### What is asked
Count the lines below that contain the string "tent" and give only that number.

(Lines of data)
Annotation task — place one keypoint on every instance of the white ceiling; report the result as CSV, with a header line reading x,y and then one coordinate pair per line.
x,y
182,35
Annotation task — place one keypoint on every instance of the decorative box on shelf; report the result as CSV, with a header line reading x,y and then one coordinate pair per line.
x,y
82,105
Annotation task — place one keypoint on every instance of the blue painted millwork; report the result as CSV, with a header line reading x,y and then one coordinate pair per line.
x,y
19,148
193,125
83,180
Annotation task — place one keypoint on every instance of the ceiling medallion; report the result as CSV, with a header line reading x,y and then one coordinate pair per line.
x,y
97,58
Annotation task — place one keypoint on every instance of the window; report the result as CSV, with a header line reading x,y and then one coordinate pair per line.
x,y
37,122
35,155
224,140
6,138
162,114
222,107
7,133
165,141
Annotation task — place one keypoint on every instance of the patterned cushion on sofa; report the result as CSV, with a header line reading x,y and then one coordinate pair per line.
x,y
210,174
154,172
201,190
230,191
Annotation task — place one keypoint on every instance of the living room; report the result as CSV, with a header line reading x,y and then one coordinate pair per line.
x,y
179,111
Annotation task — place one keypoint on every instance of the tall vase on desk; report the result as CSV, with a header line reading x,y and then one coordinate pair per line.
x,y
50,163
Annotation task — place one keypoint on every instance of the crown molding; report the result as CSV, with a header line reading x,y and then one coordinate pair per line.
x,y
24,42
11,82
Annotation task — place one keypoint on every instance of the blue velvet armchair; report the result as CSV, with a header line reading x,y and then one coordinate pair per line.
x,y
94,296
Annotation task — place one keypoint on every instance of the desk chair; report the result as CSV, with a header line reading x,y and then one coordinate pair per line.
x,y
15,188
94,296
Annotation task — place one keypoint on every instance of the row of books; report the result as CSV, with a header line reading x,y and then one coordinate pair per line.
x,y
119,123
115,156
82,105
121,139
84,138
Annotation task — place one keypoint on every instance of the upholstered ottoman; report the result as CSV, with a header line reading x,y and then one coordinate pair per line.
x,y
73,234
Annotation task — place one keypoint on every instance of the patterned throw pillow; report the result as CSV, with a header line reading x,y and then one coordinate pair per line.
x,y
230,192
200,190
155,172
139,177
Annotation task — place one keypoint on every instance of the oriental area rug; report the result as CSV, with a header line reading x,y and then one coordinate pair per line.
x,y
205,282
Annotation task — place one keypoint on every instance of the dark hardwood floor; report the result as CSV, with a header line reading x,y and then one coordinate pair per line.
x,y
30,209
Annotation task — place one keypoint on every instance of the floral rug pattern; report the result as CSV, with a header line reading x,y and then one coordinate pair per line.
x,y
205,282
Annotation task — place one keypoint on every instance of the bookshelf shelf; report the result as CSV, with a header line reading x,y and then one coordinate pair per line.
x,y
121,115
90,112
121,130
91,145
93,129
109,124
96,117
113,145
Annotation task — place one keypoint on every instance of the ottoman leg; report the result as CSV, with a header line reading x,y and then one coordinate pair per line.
...
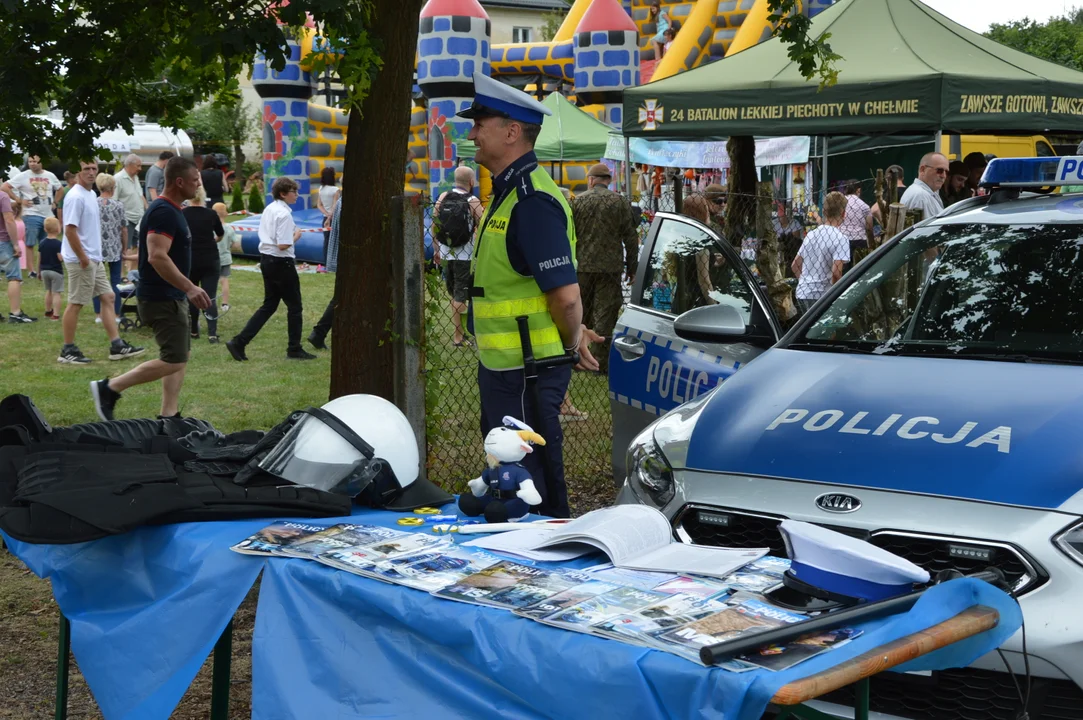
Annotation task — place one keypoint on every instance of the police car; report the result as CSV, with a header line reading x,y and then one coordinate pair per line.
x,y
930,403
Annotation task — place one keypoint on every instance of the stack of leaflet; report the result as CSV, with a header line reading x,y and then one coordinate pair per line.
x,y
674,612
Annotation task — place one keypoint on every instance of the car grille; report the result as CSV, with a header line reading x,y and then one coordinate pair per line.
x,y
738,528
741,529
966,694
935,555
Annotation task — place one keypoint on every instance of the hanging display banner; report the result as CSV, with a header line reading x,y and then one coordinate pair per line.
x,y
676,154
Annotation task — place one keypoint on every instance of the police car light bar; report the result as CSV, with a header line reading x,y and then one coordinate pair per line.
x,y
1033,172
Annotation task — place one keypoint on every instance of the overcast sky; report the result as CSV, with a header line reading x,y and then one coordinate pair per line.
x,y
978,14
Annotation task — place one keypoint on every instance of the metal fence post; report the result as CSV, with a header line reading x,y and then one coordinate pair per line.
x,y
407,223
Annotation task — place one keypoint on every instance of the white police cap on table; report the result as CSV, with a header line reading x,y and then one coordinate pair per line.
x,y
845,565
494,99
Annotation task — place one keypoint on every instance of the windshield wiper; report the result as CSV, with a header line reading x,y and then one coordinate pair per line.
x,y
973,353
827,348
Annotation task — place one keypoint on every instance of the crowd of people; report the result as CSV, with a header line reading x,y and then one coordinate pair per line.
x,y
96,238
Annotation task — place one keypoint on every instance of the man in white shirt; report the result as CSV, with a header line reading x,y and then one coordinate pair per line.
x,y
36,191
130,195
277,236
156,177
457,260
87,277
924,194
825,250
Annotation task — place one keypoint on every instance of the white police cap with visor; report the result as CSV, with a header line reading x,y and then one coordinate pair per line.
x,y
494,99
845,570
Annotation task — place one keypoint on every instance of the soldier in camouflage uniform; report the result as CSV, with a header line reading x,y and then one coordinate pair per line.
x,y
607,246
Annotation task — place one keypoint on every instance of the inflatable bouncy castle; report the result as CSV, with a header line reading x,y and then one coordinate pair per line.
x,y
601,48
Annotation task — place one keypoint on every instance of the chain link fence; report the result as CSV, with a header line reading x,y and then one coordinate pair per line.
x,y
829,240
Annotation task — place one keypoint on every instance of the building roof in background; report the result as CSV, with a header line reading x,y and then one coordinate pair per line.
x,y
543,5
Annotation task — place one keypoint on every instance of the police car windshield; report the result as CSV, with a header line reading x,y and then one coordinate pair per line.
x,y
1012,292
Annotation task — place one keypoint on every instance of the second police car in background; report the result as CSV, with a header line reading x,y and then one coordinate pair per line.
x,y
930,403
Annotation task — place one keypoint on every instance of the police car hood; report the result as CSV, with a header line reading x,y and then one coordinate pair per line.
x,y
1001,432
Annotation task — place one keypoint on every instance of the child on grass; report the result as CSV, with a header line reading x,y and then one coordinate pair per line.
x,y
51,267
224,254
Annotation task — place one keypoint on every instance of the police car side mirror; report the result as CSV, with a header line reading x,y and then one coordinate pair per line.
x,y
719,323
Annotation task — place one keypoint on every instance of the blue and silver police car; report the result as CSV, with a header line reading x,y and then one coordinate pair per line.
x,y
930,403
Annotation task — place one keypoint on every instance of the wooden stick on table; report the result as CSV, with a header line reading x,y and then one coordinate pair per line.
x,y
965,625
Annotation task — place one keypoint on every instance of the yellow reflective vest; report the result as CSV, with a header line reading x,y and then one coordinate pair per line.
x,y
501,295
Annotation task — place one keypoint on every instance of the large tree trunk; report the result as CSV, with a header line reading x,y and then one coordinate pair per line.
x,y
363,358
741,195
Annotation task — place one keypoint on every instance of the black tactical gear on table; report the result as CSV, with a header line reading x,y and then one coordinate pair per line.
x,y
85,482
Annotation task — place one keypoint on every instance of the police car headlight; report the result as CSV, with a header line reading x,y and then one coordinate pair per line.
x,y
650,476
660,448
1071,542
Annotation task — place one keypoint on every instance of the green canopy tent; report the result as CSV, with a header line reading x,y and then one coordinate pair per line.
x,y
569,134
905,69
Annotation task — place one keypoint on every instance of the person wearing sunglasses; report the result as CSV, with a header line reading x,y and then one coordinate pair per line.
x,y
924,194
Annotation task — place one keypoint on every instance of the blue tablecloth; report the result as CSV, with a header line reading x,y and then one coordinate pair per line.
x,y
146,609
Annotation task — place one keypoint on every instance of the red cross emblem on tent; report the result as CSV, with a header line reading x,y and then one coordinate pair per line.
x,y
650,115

### The response
2